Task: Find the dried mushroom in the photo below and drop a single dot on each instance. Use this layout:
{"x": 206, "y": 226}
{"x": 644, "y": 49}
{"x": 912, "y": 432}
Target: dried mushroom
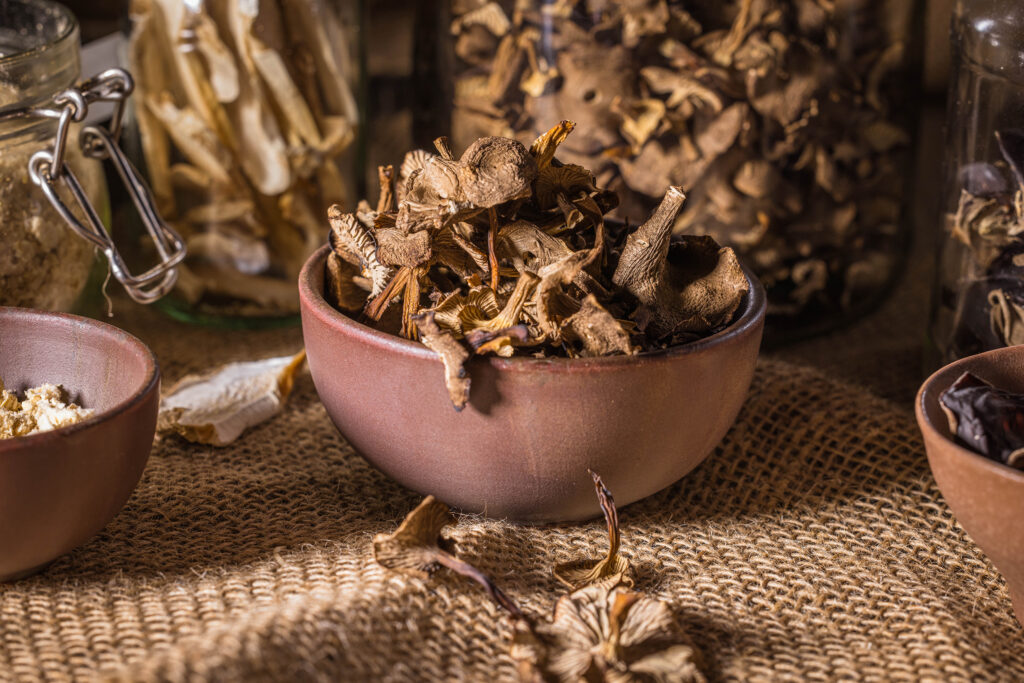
{"x": 986, "y": 311}
{"x": 774, "y": 115}
{"x": 607, "y": 633}
{"x": 245, "y": 112}
{"x": 417, "y": 547}
{"x": 986, "y": 419}
{"x": 612, "y": 567}
{"x": 505, "y": 251}
{"x": 216, "y": 407}
{"x": 603, "y": 631}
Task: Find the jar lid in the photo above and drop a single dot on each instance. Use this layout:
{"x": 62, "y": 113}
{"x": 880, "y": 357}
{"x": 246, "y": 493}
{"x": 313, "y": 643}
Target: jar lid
{"x": 39, "y": 51}
{"x": 990, "y": 33}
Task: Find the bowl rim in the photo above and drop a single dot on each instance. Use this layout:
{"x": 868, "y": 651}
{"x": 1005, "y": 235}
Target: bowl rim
{"x": 753, "y": 312}
{"x": 950, "y": 373}
{"x": 147, "y": 386}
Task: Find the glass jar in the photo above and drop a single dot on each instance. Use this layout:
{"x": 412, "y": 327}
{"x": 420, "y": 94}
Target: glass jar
{"x": 43, "y": 264}
{"x": 979, "y": 297}
{"x": 786, "y": 122}
{"x": 249, "y": 123}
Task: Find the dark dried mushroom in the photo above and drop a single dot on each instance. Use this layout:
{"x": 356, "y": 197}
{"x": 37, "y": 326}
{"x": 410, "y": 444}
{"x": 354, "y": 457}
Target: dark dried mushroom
{"x": 694, "y": 293}
{"x": 986, "y": 419}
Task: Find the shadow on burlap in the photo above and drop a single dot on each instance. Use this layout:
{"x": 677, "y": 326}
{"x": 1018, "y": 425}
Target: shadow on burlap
{"x": 811, "y": 545}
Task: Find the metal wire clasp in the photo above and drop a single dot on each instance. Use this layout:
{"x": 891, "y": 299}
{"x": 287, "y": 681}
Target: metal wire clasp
{"x": 48, "y": 169}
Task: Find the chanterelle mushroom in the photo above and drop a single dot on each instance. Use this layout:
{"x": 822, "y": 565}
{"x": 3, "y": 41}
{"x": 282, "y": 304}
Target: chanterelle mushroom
{"x": 612, "y": 567}
{"x": 417, "y": 547}
{"x": 610, "y": 633}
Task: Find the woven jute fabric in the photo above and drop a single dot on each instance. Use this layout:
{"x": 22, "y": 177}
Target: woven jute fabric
{"x": 811, "y": 545}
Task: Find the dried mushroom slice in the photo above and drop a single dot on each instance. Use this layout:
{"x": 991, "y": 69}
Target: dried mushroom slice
{"x": 352, "y": 242}
{"x": 496, "y": 170}
{"x": 217, "y": 407}
{"x": 452, "y": 353}
{"x": 416, "y": 546}
{"x": 598, "y": 331}
{"x": 612, "y": 568}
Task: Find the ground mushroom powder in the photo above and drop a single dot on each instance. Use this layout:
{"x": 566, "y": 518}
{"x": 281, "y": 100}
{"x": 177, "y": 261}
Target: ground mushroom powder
{"x": 44, "y": 408}
{"x": 43, "y": 264}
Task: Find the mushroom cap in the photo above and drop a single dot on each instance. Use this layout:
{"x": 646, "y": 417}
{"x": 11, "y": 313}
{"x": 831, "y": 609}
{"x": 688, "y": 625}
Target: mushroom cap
{"x": 496, "y": 170}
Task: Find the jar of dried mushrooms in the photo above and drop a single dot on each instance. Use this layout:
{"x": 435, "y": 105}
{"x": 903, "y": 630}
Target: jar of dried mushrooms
{"x": 784, "y": 121}
{"x": 248, "y": 119}
{"x": 43, "y": 264}
{"x": 979, "y": 303}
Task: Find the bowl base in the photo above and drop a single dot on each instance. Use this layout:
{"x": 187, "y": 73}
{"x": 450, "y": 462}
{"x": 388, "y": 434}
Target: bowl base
{"x": 24, "y": 573}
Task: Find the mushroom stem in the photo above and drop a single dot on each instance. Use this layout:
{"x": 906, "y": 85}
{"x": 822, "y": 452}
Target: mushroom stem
{"x": 469, "y": 571}
{"x": 492, "y": 254}
{"x": 641, "y": 267}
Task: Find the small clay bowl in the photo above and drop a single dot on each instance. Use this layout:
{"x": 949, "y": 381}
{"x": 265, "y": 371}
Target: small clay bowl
{"x": 520, "y": 450}
{"x": 986, "y": 497}
{"x": 58, "y": 488}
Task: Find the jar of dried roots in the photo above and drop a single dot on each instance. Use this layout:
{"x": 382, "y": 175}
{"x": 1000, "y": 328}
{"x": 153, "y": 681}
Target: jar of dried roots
{"x": 786, "y": 122}
{"x": 249, "y": 125}
{"x": 979, "y": 298}
{"x": 43, "y": 264}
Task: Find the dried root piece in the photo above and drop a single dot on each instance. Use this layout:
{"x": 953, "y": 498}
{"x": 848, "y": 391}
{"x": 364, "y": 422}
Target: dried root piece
{"x": 417, "y": 547}
{"x": 453, "y": 354}
{"x": 217, "y": 407}
{"x": 612, "y": 568}
{"x": 245, "y": 111}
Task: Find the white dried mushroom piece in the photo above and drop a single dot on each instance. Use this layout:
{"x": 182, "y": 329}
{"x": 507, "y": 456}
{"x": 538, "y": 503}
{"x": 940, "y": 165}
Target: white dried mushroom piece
{"x": 216, "y": 407}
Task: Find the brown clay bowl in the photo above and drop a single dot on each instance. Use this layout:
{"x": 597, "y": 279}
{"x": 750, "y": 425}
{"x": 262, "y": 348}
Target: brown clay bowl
{"x": 521, "y": 447}
{"x": 58, "y": 488}
{"x": 986, "y": 497}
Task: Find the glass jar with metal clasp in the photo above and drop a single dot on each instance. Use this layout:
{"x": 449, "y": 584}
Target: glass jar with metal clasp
{"x": 52, "y": 194}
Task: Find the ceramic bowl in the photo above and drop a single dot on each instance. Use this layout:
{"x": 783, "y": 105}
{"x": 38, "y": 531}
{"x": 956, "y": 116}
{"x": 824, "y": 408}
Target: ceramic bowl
{"x": 58, "y": 488}
{"x": 986, "y": 497}
{"x": 520, "y": 450}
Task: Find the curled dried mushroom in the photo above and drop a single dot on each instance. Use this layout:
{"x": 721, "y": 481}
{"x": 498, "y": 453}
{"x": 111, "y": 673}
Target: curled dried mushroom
{"x": 505, "y": 251}
{"x": 603, "y": 631}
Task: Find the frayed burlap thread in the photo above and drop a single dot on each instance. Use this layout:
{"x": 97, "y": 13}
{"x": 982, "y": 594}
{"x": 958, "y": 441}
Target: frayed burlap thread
{"x": 811, "y": 545}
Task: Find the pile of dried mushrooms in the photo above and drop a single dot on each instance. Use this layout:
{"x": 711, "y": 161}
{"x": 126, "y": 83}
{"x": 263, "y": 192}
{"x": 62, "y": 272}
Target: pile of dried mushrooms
{"x": 774, "y": 115}
{"x": 981, "y": 305}
{"x": 505, "y": 250}
{"x": 245, "y": 112}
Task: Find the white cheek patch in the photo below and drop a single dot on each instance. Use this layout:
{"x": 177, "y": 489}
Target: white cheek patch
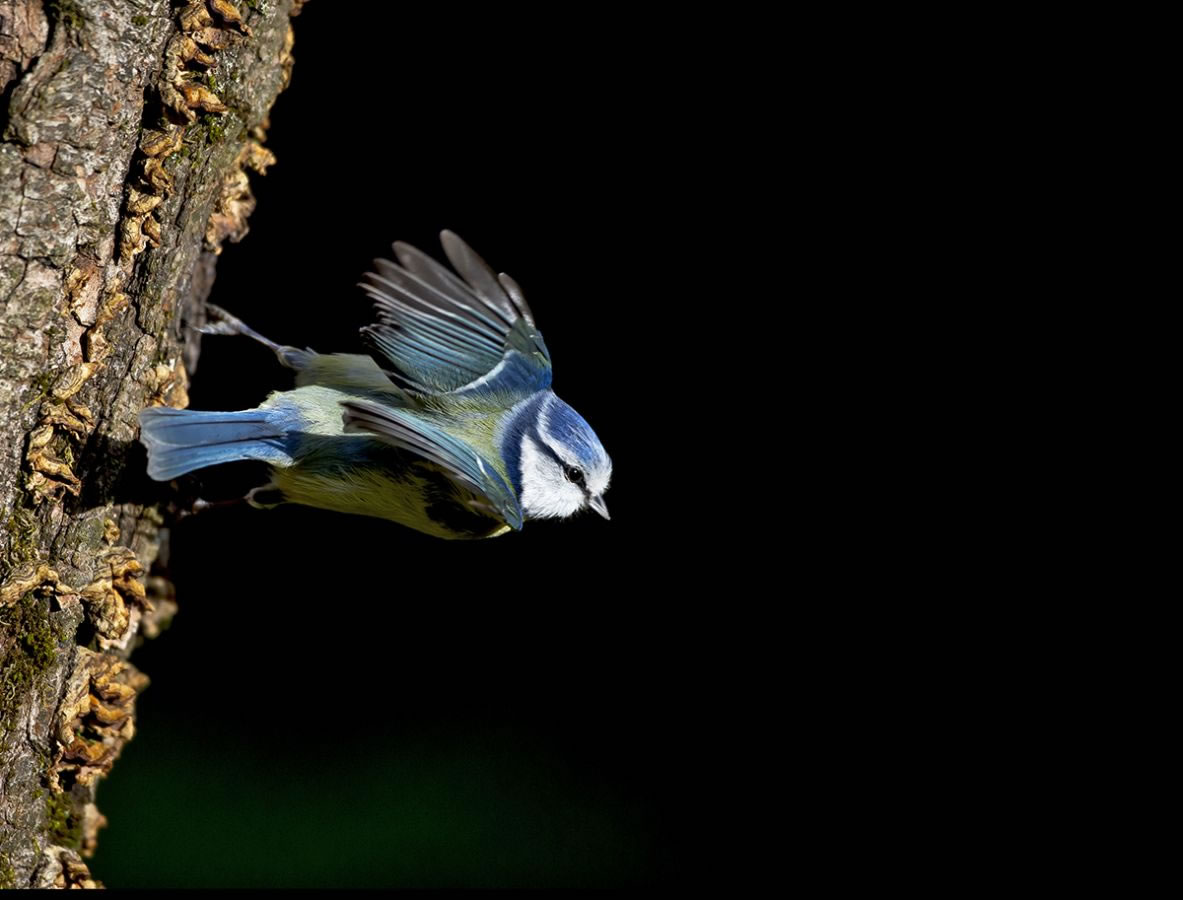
{"x": 545, "y": 492}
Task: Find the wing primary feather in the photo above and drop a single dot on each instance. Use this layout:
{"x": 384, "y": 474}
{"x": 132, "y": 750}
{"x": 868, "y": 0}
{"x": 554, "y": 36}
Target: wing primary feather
{"x": 395, "y": 342}
{"x": 424, "y": 293}
{"x": 419, "y": 264}
{"x": 398, "y": 311}
{"x": 477, "y": 273}
{"x": 515, "y": 292}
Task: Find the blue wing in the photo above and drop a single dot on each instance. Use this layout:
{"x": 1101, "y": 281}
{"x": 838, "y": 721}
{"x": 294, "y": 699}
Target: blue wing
{"x": 451, "y": 336}
{"x": 405, "y": 429}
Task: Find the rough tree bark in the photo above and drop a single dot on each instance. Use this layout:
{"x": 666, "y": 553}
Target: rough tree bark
{"x": 127, "y": 128}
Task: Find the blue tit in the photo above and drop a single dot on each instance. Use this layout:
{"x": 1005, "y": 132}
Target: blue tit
{"x": 448, "y": 426}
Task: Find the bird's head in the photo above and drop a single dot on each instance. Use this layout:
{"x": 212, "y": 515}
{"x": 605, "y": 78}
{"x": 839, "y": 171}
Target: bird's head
{"x": 563, "y": 466}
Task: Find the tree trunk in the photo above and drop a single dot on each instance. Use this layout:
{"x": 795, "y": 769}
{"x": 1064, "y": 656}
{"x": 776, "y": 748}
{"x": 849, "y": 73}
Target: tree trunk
{"x": 127, "y": 128}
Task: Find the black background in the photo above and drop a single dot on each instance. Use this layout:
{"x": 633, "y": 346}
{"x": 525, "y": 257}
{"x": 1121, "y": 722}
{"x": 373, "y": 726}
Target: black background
{"x": 344, "y": 701}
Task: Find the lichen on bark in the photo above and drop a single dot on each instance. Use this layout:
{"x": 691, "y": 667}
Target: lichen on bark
{"x": 125, "y": 131}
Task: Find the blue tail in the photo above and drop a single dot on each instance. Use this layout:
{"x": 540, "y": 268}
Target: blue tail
{"x": 181, "y": 440}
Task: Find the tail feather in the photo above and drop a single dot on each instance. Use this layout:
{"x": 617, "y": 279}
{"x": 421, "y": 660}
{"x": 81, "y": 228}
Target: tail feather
{"x": 182, "y": 440}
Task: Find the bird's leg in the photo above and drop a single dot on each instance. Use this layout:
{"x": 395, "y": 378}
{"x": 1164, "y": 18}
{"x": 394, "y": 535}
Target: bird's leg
{"x": 265, "y": 497}
{"x": 222, "y": 323}
{"x": 200, "y": 505}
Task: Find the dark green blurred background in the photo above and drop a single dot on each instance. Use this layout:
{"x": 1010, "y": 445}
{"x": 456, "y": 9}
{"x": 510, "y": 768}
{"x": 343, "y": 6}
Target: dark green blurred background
{"x": 344, "y": 703}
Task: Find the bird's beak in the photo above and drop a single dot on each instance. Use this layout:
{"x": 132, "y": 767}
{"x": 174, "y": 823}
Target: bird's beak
{"x": 599, "y": 505}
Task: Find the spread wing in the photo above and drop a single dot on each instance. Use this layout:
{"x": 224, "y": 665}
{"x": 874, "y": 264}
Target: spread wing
{"x": 463, "y": 464}
{"x": 451, "y": 336}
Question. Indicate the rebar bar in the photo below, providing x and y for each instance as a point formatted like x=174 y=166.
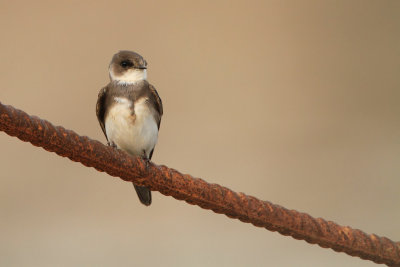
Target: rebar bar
x=196 y=191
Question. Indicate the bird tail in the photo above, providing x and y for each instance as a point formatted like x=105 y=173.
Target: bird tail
x=144 y=194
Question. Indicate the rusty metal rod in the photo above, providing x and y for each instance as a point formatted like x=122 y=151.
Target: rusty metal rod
x=196 y=191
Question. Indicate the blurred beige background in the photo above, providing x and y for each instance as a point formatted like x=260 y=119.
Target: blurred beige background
x=295 y=102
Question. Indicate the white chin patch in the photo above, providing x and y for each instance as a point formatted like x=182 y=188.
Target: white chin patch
x=130 y=76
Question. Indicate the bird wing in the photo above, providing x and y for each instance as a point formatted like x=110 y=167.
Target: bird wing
x=155 y=100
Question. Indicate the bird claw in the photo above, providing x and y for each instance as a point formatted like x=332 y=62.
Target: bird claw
x=111 y=144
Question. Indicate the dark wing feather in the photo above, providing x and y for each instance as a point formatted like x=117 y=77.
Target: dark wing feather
x=100 y=108
x=157 y=103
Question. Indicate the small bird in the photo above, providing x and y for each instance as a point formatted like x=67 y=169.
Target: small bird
x=129 y=110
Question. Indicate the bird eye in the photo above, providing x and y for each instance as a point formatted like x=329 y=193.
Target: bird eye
x=126 y=63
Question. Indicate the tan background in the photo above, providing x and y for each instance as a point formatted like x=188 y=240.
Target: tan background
x=295 y=102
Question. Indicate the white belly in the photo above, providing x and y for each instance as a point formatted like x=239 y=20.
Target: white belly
x=138 y=135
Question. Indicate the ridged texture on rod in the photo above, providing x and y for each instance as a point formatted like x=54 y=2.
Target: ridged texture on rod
x=195 y=191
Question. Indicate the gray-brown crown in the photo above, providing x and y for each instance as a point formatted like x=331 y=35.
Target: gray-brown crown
x=124 y=60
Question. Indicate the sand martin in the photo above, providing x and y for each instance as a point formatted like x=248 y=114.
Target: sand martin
x=129 y=110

************

*Directions for this task*. Filter the records above and return every line that holds the word "below".

*Answer space*.
Task: Find the dried mushroom in the photo below and drop a single dot on each instance. Use this layout:
Task: Find the white cheek patch in the photo below and drop a single dot on each instance. Use this layout:
Question. Indicate the rebar bar in the photo below, providing x and y for each instance as a point formatted like x=174 y=166.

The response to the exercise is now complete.